## GIVEN RECORDS
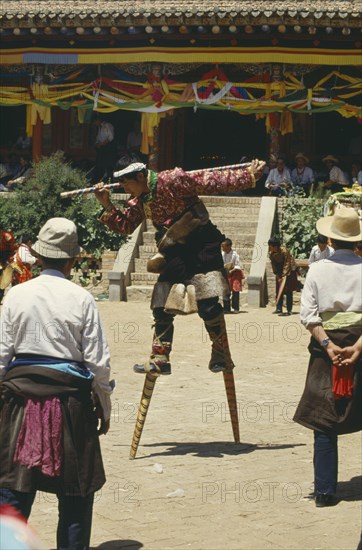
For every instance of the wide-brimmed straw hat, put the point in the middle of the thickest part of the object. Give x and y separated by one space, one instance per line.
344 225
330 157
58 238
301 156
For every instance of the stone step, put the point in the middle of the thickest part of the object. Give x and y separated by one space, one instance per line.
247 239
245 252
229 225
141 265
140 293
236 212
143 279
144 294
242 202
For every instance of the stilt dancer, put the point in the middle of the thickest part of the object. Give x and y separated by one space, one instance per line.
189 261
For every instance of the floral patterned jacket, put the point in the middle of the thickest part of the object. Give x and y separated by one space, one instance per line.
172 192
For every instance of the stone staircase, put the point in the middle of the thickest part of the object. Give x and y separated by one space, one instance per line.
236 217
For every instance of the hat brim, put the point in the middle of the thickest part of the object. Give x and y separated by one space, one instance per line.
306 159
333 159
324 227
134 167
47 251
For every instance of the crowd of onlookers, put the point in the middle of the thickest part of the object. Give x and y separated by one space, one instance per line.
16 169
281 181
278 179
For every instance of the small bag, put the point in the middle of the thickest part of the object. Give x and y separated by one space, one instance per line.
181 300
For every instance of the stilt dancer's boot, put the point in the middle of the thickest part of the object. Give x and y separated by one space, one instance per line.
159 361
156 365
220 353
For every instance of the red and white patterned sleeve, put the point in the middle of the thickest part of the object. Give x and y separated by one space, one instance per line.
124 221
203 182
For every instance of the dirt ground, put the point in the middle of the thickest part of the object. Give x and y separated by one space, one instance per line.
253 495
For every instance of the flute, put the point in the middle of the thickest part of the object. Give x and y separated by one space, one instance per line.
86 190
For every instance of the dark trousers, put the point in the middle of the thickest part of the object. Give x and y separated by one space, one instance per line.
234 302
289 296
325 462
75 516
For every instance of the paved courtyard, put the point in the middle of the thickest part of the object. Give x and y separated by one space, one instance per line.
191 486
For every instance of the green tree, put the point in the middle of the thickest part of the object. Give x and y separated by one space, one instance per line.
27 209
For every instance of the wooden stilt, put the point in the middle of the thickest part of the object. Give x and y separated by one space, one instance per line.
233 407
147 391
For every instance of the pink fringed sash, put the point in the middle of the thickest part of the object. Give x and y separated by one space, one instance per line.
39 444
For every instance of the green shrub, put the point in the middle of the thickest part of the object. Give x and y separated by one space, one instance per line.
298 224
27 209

* * *

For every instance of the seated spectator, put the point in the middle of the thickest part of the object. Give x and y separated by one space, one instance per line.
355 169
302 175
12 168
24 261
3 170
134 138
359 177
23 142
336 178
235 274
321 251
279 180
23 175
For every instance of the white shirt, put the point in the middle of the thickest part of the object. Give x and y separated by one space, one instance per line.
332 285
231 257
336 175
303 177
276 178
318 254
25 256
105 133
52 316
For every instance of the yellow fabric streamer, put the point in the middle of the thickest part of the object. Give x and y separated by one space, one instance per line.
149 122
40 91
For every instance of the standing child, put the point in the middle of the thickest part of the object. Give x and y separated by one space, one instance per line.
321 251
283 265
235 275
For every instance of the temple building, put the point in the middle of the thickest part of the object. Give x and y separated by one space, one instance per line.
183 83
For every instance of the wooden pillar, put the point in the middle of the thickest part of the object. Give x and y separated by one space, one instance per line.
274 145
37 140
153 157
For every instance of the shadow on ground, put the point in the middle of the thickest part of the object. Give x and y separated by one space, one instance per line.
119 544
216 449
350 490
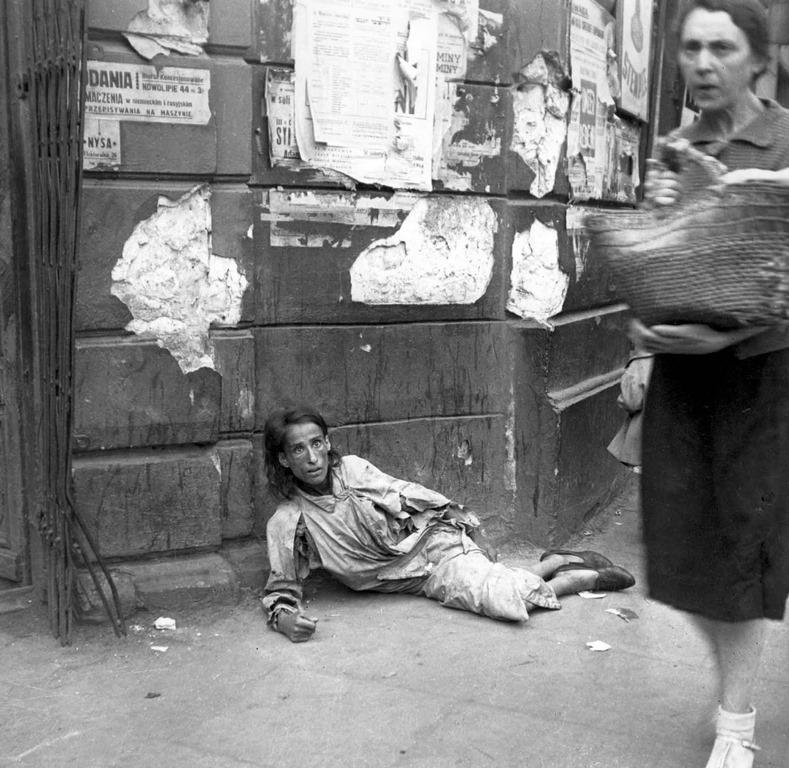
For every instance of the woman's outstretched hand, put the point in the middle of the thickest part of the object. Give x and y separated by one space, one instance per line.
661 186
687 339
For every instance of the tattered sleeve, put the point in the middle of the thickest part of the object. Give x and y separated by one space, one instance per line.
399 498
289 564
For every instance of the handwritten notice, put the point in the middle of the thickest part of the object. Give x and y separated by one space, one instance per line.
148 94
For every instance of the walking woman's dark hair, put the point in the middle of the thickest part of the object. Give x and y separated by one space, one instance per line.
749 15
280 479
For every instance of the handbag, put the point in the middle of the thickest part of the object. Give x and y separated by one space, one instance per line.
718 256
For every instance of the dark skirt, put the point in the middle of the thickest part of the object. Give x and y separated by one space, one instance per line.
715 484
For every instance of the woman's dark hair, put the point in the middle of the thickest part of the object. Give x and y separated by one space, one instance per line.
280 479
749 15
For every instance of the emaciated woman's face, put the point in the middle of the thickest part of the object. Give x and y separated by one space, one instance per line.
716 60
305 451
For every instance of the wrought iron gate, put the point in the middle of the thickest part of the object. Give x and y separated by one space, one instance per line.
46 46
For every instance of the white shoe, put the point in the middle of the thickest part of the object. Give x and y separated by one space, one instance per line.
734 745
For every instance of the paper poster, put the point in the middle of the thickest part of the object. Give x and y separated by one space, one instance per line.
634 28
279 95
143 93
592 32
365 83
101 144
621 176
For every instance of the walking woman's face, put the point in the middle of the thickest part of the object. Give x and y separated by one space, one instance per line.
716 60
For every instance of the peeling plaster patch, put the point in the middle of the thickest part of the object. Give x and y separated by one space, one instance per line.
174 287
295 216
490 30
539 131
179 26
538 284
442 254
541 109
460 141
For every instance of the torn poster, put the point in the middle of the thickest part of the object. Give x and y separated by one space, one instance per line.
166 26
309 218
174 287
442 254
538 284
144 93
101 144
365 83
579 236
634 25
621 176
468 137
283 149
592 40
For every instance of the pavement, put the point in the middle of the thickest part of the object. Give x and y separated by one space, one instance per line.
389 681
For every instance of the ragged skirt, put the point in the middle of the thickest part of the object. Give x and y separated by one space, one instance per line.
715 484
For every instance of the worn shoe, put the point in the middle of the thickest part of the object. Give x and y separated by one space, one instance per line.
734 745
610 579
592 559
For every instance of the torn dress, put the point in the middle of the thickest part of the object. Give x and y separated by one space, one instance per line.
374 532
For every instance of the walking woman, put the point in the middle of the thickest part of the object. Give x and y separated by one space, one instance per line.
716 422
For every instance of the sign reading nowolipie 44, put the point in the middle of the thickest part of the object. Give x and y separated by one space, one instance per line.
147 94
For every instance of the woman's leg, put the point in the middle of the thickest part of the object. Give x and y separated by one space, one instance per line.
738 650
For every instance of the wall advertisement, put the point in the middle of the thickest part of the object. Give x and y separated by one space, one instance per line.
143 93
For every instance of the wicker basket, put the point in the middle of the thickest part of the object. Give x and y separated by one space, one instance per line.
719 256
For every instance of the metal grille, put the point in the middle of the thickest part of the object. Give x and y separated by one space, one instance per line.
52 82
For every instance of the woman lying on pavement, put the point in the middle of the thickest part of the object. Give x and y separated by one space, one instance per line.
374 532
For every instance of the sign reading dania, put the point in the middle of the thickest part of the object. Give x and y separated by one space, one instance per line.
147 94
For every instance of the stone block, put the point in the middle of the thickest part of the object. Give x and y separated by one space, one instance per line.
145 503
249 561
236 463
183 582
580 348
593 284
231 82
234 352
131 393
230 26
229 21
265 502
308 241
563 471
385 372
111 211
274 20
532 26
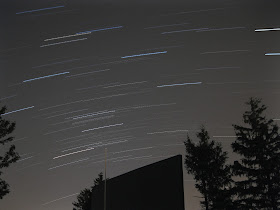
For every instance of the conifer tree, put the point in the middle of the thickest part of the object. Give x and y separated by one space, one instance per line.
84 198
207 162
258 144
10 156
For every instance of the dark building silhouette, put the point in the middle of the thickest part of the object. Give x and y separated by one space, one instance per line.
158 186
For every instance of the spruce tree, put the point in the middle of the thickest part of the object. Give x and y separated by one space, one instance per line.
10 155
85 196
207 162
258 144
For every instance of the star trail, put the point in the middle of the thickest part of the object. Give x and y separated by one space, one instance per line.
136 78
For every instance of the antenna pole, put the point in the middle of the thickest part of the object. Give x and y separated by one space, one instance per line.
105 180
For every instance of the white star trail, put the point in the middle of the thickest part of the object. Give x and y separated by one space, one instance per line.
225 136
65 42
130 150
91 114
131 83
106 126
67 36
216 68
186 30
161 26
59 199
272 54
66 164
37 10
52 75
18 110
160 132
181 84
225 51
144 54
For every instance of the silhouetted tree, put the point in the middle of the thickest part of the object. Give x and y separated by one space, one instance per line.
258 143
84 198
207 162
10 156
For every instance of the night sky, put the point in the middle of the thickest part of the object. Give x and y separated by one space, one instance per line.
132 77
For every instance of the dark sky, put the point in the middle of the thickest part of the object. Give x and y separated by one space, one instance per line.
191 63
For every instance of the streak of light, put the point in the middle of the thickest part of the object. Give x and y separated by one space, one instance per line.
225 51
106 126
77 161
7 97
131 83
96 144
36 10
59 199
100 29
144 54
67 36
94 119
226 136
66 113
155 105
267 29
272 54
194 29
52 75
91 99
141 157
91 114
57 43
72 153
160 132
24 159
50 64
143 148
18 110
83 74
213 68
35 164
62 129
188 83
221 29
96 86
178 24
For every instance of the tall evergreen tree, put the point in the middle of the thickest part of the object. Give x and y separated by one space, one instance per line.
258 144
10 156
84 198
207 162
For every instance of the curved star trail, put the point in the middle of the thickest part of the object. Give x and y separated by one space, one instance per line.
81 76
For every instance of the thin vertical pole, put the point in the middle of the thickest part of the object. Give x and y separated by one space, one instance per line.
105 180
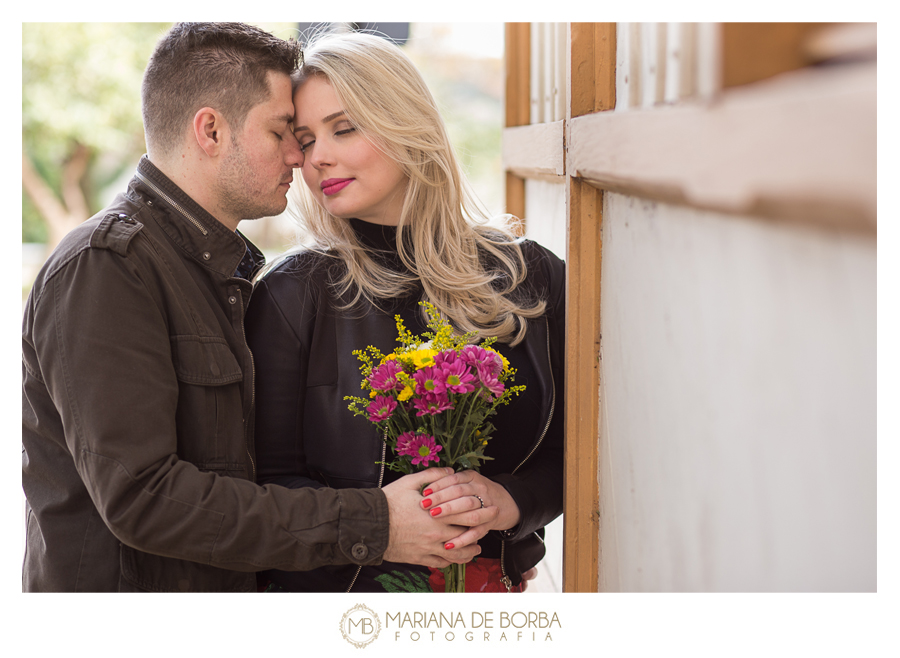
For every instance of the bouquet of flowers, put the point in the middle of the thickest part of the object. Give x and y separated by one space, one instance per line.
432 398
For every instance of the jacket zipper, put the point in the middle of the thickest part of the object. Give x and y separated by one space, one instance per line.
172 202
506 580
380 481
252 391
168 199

## DESCRIPTION OF THE TASK
Gather every line in the records above that contains the string "shoe". Case counts.

## TASK OUTPUT
For every instance of the white shoe, put the point in the middle of the thickest part of the object. Give x and y separated by one space, one instance per line.
For every instance of the worn shoe, put the point in the middle of the thickest part of the object. Give x and y separated by one space, one instance per line.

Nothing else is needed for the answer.